> GIVEN PASSAGE
Labor Regulation, Corporate Governance, and Legal Origin: A Case of Institutional Complementarity?

By Ahlering, Beth; Deakin, Simon | Law & Society Review, December 2007 | Go to article overview

Labor Regulation, Corporate Governance, and Legal Origin: A Case of Institutional Complementarity?


Ahlering, Beth, Deakin, Simon, Law & Society Review


We explore the influential claim that "legal origin"-the historical origin of a given national legal system in the common law or civil law-accounts for a significant degree of cross-national diversity in economic regulation and development. We show that the claim is undermined by problems in index construction and by a misreading of the implications of the common law/civil law divide for the respective roles of courts and legislatures in law making. We argue that a critical factor, instead, was the timing of industrialization in relation to the emergence of legal institutions associated with the modern business enterprise (the employment relationship and the joint stock company). We also show how distinctive "legal cultures" of the common law and civil law have played a part in setting national systems on separate pathways to economic development.

The freedom of commerce is not a power granted to the merchants to do what they please: this would be more properly its slavery. The constraint of the merchant is not the constraint of commerce. It is in the freest countries that the merchant finds innumerable obstacles; and he is never less crossed by laws, than in a country of slaves.

(Montesquieu, De Vesprit des lois (1748), Book 20, Chapter 12, in me translation by Thomas Nugent (1751:373). See Supiot 1994:180-1 for discussion of this passage.)

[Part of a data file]

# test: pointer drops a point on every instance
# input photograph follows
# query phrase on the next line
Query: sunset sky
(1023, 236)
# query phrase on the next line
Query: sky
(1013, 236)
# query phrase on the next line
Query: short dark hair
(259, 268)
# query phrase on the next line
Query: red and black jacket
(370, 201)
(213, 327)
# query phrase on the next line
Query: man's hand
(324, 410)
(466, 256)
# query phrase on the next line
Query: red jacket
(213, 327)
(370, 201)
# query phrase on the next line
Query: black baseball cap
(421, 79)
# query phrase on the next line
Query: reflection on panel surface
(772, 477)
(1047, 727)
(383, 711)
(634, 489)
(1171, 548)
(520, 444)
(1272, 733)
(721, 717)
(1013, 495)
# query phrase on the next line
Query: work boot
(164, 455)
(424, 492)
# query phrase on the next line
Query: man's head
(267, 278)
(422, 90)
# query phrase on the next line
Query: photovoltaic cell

---

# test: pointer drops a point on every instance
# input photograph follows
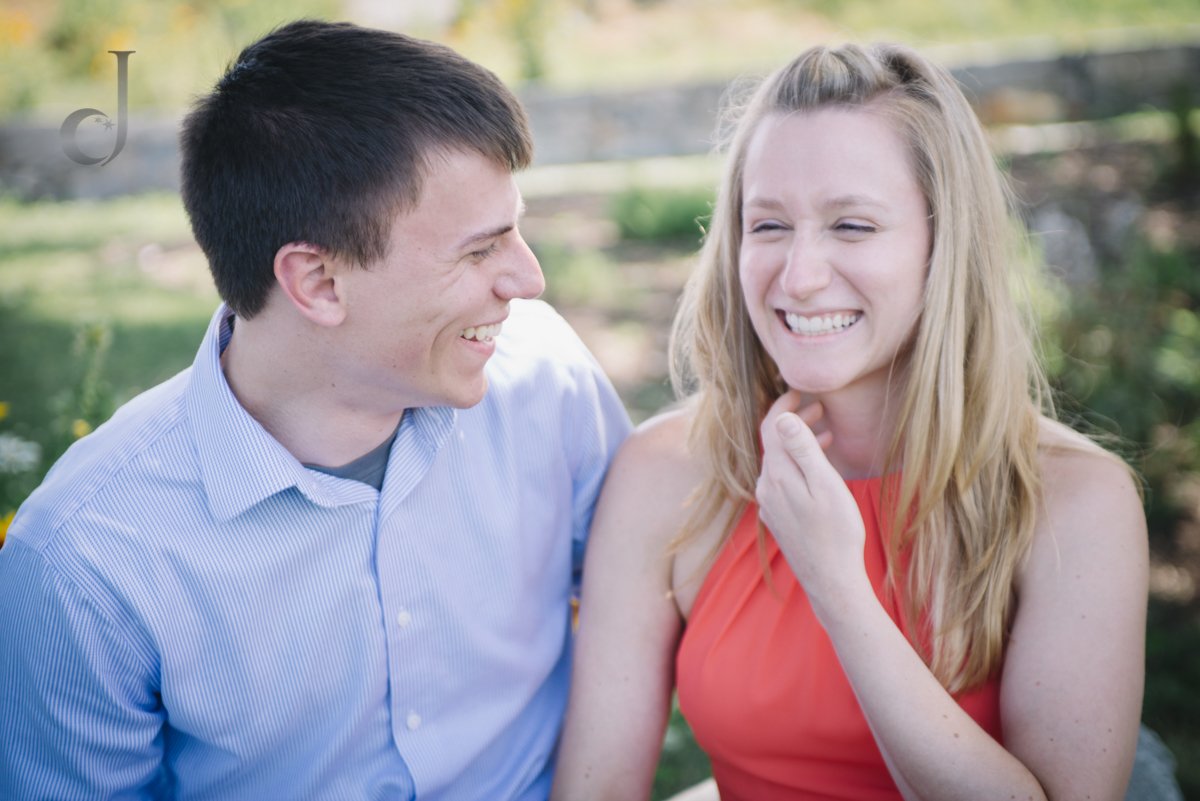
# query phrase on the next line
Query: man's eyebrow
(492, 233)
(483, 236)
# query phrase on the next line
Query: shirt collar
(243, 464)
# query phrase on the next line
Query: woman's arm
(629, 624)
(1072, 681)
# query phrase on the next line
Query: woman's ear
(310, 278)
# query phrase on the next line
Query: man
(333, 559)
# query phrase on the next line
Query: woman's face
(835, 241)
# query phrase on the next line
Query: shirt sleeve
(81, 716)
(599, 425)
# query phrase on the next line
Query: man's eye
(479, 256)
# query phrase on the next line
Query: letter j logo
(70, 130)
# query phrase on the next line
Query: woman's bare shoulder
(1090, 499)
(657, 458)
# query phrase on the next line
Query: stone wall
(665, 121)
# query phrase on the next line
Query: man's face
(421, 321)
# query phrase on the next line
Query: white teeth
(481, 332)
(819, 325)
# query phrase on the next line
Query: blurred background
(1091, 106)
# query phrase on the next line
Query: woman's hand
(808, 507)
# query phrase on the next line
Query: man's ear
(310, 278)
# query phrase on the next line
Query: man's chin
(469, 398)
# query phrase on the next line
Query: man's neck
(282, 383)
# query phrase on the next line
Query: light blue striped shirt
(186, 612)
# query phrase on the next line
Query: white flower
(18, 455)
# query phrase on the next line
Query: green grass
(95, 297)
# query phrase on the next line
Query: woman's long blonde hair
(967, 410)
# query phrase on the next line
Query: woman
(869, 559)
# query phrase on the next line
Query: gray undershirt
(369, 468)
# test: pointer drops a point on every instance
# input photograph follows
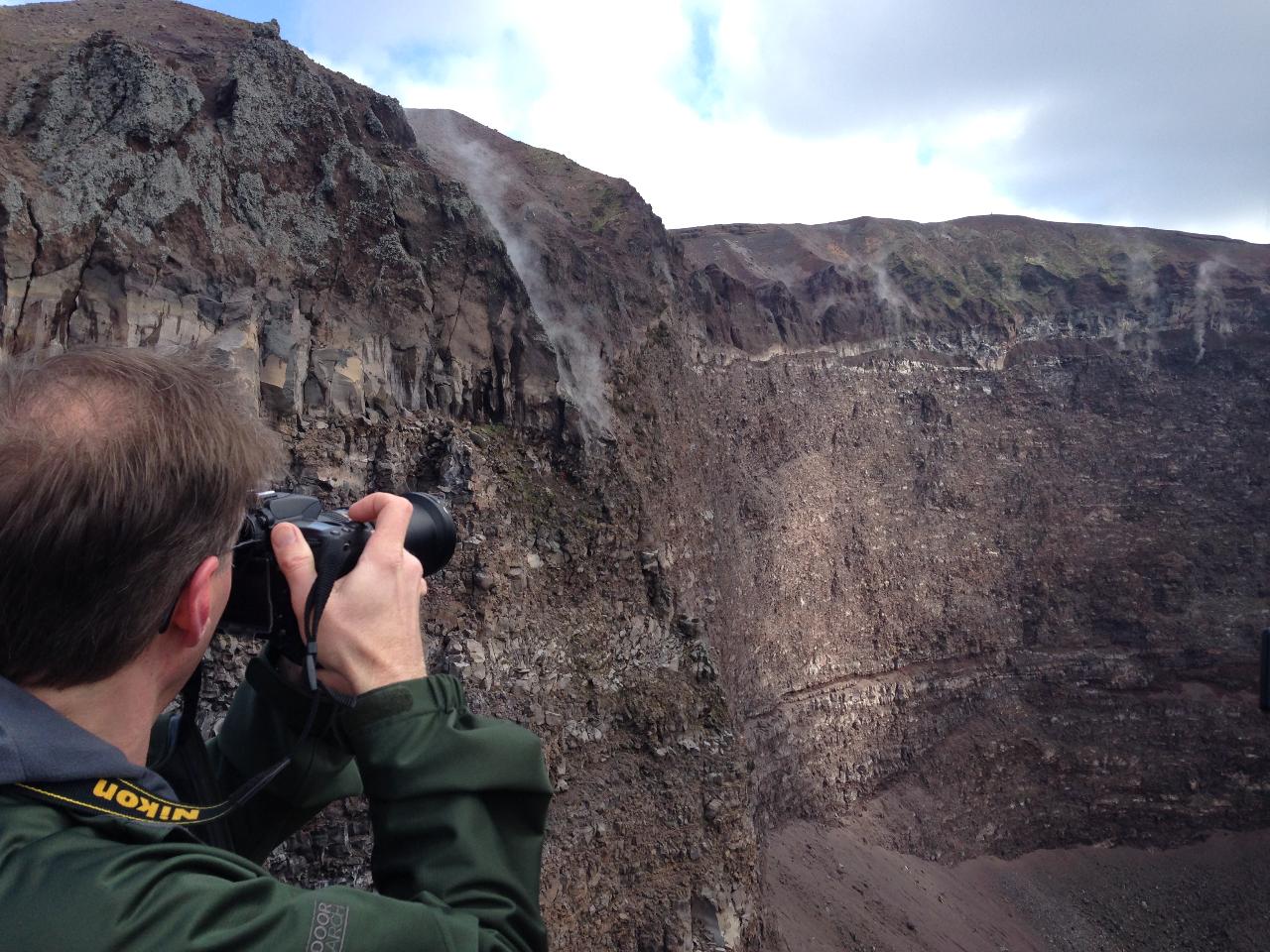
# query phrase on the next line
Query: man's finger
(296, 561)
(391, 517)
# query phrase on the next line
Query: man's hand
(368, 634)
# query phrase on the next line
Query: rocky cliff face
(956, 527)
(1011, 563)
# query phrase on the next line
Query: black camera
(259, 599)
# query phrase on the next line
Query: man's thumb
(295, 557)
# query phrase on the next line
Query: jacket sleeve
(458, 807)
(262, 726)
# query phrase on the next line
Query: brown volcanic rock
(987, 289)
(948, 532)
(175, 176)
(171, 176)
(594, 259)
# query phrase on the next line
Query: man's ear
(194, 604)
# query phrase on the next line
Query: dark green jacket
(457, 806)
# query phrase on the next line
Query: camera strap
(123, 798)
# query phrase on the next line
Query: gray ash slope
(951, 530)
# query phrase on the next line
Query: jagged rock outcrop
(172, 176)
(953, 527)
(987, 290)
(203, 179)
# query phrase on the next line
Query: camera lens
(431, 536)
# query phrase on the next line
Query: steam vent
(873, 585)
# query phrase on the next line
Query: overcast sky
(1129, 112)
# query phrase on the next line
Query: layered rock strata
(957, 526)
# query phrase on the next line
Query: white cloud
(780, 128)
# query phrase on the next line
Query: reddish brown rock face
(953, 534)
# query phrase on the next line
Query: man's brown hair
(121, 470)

> SET TASKS
• a. In the legal origin article, which two institutions are named as being associated with the modern business enterprise?
• b. Please quote the part of the legal origin article that opens with the words containing "The freedom of" and closes with "of this passage.)".
The rows are separate from the legal origin article.

> ANSWERS
• a. The employment relationship and the joint stock company.

• b.
The freedom of commerce is not a power granted to the merchants to do what they please: this would be more properly its slavery. The constraint of the merchant is not the constraint of commerce. It is in the freest countries that the merchant finds innumerable obstacles; and he is never less crossed by laws, than in a country of slaves.

(Montesquieu, De Vesprit des lois (1748), Book 20, Chapter 12, in me translation by Thomas Nugent (1751:373). See Supiot 1994:180-1 for discussion of this passage.)